▶ **WHAT TO DO**:
All of the lines below need to be copied exactly, apart from the pictures.

──────── EXTRACTED MATERIAL

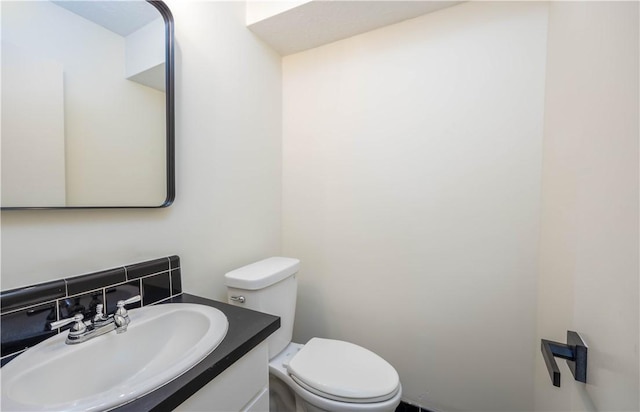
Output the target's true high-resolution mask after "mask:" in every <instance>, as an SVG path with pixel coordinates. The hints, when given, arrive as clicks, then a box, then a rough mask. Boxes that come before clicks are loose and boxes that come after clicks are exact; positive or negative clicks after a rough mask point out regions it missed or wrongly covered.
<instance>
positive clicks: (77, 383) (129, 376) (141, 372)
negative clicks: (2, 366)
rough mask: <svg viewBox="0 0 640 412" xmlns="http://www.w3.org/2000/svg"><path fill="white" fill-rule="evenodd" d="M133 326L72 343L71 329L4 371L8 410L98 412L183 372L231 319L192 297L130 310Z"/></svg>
mask: <svg viewBox="0 0 640 412" xmlns="http://www.w3.org/2000/svg"><path fill="white" fill-rule="evenodd" d="M129 317H130V319H131V323H130V324H129V328H128V330H127V332H125V333H121V334H116V333H115V332H109V333H107V334H105V335H102V336H98V337H96V338H93V339H91V340H89V341H86V342H83V343H79V344H75V345H67V344H65V338H66V336H67V333H66V332H63V333H60V334H58V335H56V336H54V337H52V338H49V339H47V340H46V341H44V342H41V343H39V344H38V345H36V346H34V347H32V348H30V349H28V350H27V351H25V352H24V353H23V354H21V355H20V356H18V357H17V358H15V359H14V360H12V361H11V362H9V363H8V364H7V365H5V366H4V367H3V368H2V369H0V377H1V390H2V403H1V405H2V410H6V411H24V410H28V411H62V410H65V411H67V410H69V411H98V410H105V409H110V408H114V407H117V406H119V405H122V404H125V403H127V402H130V401H132V400H134V399H136V398H139V397H141V396H143V395H145V394H147V393H149V392H151V391H153V390H155V389H157V388H159V387H160V386H162V385H164V384H166V383H167V382H169V381H171V380H173V379H175V378H177V377H178V376H180V375H181V374H183V373H184V372H186V371H187V370H189V369H190V368H191V367H193V366H194V365H195V364H197V363H198V362H200V361H201V360H202V359H204V358H205V357H206V356H207V355H208V354H209V353H211V352H212V351H213V350H214V349H215V348H216V347H217V346H218V344H220V342H221V341H222V339H223V338H224V336H225V335H226V333H227V327H228V325H229V323H228V321H227V318H226V316H225V315H224V314H223V313H222V312H220V311H219V310H218V309H215V308H212V307H209V306H204V305H196V304H190V303H170V304H165V305H158V306H146V307H143V308H140V309H133V310H130V311H129Z"/></svg>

────────────────

▶ **PROBLEM SOLUTION**:
Output the target's true high-resolution mask after "mask:" in every <instance>, as an SVG path with pixel coordinates. The hints, when given, arrive as clicks, then a box, then a rough mask. Boxes that come before clicks are loose and boxes that come after clicks are exact; positive or negative clicks after a rough mask point out regions it missed or wrongly covered.
<instance>
positive clicks: (77, 383) (129, 376) (141, 372)
negative clicks: (2, 366)
rough mask: <svg viewBox="0 0 640 412" xmlns="http://www.w3.org/2000/svg"><path fill="white" fill-rule="evenodd" d="M133 326L72 343L71 329L4 371L8 410L98 412L183 372L231 319L192 297L130 310Z"/></svg>
mask: <svg viewBox="0 0 640 412" xmlns="http://www.w3.org/2000/svg"><path fill="white" fill-rule="evenodd" d="M129 317H130V319H131V323H130V324H129V328H128V330H127V332H125V333H121V334H116V333H115V332H109V333H107V334H105V335H102V336H98V337H96V338H93V339H91V340H89V341H86V342H83V343H79V344H75V345H67V344H65V338H66V336H67V333H66V332H63V333H60V334H58V335H56V336H54V337H52V338H49V339H47V340H46V341H44V342H41V343H39V344H38V345H36V346H34V347H32V348H30V349H28V350H27V351H25V352H24V353H23V354H21V355H20V356H18V357H17V358H15V359H14V360H12V361H11V362H9V363H8V364H7V365H5V366H4V367H3V368H2V369H0V377H1V390H2V403H1V405H2V410H6V411H24V410H28V411H62V410H65V411H67V410H69V411H98V410H105V409H110V408H114V407H117V406H119V405H122V404H125V403H127V402H130V401H132V400H134V399H136V398H139V397H141V396H143V395H145V394H147V393H149V392H151V391H153V390H155V389H157V388H159V387H160V386H162V385H164V384H166V383H167V382H169V381H171V380H173V379H175V378H177V377H178V376H180V375H181V374H183V373H184V372H186V371H187V370H189V369H190V368H191V367H193V366H194V365H195V364H197V363H198V362H200V361H201V360H202V359H204V358H205V357H206V356H207V355H208V354H209V353H211V352H212V351H213V350H214V349H215V348H216V347H217V346H218V344H220V342H221V341H222V339H223V338H224V336H225V335H226V333H227V327H228V325H229V323H228V321H227V318H226V316H225V315H224V314H223V313H222V312H220V311H219V310H218V309H215V308H212V307H209V306H204V305H196V304H190V303H170V304H165V305H158V306H146V307H143V308H140V309H133V310H130V311H129Z"/></svg>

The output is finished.